-- begin Entries provided --
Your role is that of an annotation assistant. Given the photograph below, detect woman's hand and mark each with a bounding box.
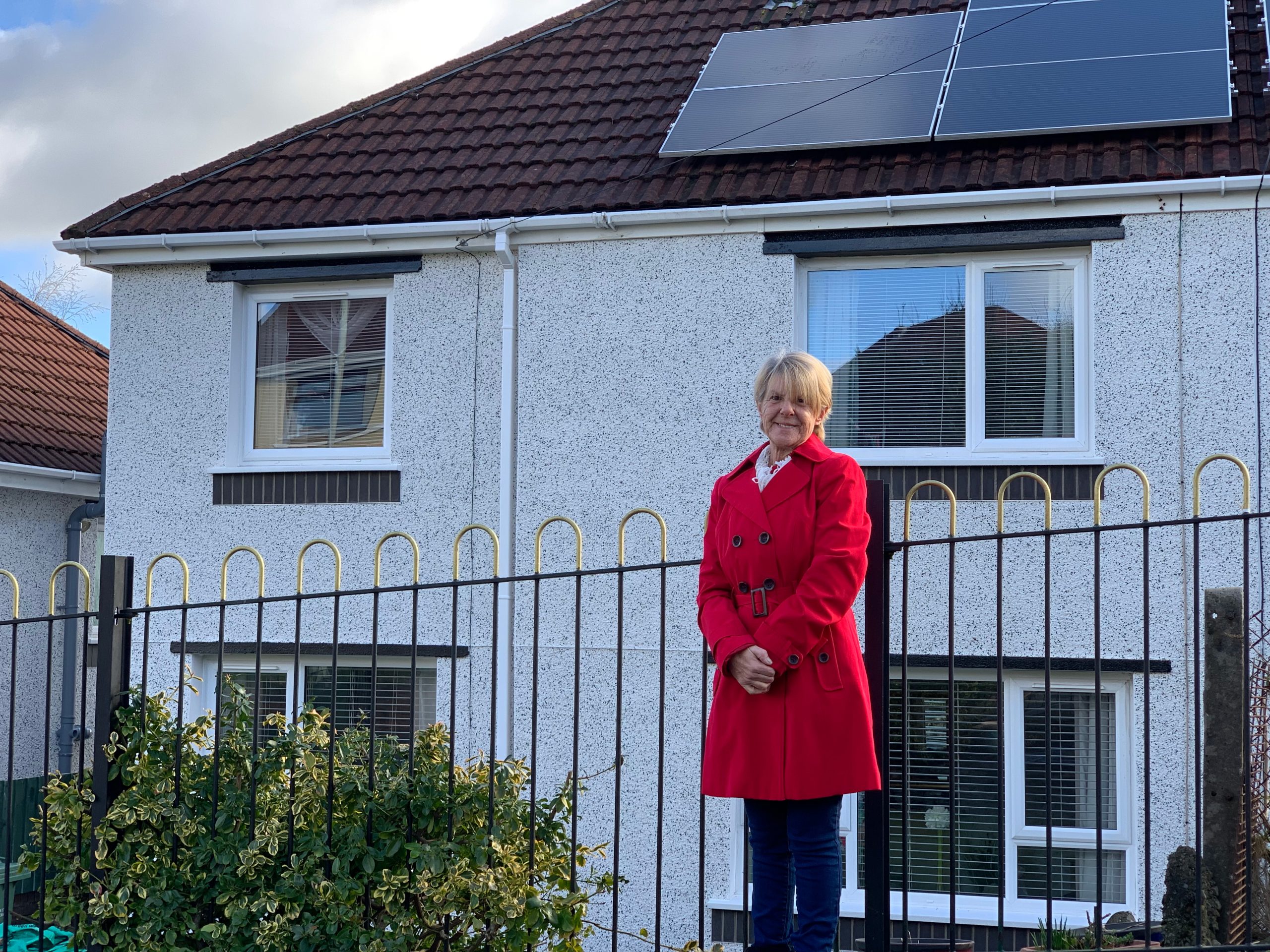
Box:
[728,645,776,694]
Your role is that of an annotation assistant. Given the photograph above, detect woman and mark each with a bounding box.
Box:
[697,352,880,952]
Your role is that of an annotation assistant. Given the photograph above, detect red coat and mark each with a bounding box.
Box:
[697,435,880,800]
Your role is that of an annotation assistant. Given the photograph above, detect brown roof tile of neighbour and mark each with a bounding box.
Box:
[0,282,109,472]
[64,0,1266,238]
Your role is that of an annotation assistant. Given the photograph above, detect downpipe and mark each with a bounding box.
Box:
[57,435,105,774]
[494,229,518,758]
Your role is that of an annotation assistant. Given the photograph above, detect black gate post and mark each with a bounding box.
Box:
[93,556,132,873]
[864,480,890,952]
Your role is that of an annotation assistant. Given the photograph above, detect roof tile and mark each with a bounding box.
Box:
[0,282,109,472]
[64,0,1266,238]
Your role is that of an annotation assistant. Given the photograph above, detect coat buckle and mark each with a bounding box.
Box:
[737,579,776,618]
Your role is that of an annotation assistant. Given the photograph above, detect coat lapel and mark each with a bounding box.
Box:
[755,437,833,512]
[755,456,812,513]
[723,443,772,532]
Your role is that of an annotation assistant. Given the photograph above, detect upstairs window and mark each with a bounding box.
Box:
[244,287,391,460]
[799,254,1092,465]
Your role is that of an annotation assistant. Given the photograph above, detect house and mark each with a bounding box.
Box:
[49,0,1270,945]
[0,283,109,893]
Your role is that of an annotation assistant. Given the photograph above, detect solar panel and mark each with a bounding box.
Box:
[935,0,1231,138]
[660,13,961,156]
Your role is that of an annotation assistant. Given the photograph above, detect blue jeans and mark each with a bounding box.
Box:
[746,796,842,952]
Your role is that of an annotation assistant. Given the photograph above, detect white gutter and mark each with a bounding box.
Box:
-- end Entries provided --
Aim of the exercise:
Write out all the items again, switching "photograph" to "image" wherever it appears and keeping everything else the same. Leave out the pictures.

Answer below:
Your role is that of an annotation assistant. Given the image below, detect woman's hand and mark each with a bounding box.
Box:
[728,645,776,694]
Your role is that of an annotation assistant. Given the image above, detect woman and mark each with a bounding box.
Box:
[697,352,880,952]
Your role is that of an annotation assistant. Given the image above, detect red coat and mark each with a bounding box.
Box:
[697,435,880,800]
Your role is that of an annotation assistant. Given the image above, detect brown roof tile of neighbour and mark each with a bounding box.
Box:
[0,282,109,472]
[64,0,1266,238]
Your role is that of an annotation assistant. Given the image above, detect downpipe and mark each with a bounding box.
Box:
[57,435,105,774]
[494,229,518,758]
Your role is that of an annotation assistant. Given the image above, detect black gate post and mark each with a bounding box.
Box:
[93,556,132,873]
[864,480,890,952]
Your role is that of an annotation assistant. Given the image above, detect roof tile and mark each with a bounding box.
Box:
[0,282,109,472]
[64,0,1266,238]
Your role is that of an annotation assistant. Given the image above, detect coat buckle and mark each with a bounding box.
Box:
[737,579,776,618]
Your role is that of an annotation assistant. Given the image above, detect coat lapel and mark each with a bounding box.
Box:
[755,437,833,512]
[755,456,812,513]
[723,443,772,532]
Your role is that of an annotation assistant. Given the image above, detect upstairs window and mark each with a bounding box.
Box:
[244,287,391,460]
[799,254,1092,465]
Your role is that of an annotation assistant. Given the image above, detect house and mark each with a bounding box.
Box:
[49,0,1270,945]
[0,283,109,893]
Your role is that of an annotation assistant. Given the image above, detect solar panel and mark each with a bounding box.
Box:
[935,0,1231,138]
[660,13,961,156]
Your role is that of an annotation assistant. Given the image above, detect blue jeans and mark each with a bounding box.
Box:
[746,796,842,952]
Your role is that of an annotation assistant. Given the image above, detect white gutter and mark each with a bounding box.
Box:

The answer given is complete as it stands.